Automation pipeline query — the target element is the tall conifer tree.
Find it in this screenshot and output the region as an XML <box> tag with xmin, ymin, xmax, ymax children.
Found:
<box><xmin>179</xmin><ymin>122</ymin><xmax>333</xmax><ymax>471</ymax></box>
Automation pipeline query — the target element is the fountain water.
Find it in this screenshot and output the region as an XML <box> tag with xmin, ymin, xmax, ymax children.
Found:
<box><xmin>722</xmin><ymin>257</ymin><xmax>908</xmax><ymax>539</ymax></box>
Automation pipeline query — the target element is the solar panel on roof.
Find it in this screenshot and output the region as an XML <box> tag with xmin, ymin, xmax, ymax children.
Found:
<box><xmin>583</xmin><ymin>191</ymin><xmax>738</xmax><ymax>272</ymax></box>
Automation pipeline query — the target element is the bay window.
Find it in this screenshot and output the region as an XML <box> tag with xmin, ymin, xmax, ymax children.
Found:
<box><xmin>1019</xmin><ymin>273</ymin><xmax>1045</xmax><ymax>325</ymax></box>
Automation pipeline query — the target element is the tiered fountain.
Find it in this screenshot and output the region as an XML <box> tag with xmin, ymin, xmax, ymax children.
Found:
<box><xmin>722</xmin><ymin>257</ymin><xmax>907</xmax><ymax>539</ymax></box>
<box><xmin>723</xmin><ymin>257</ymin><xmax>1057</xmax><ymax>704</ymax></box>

· · · · ·

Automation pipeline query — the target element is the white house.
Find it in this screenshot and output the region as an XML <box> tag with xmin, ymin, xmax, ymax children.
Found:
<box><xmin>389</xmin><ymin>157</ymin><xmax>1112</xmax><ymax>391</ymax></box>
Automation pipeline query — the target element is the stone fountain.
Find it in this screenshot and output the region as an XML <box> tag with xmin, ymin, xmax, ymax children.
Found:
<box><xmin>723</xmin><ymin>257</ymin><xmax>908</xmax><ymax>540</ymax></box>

· · · · ·

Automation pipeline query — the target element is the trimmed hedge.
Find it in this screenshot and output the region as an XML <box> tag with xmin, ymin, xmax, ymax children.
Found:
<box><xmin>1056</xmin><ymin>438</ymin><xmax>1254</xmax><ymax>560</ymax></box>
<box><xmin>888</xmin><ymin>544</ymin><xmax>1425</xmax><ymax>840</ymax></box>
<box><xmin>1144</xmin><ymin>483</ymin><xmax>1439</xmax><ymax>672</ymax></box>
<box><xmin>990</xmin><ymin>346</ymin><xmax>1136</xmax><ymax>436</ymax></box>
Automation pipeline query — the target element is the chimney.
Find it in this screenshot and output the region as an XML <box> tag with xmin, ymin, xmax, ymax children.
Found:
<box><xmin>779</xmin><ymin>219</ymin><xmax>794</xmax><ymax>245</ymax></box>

· · · · ·

## To do
Which lines of the entries above contain the word "fountain"? Copy each of them.

## Answer to this exercise
Automation pipeline query — the target element is the fountain water.
Automation pipeline query — the target element is the tiered fountain.
Automation pipeline query — the target element is the stone fountain.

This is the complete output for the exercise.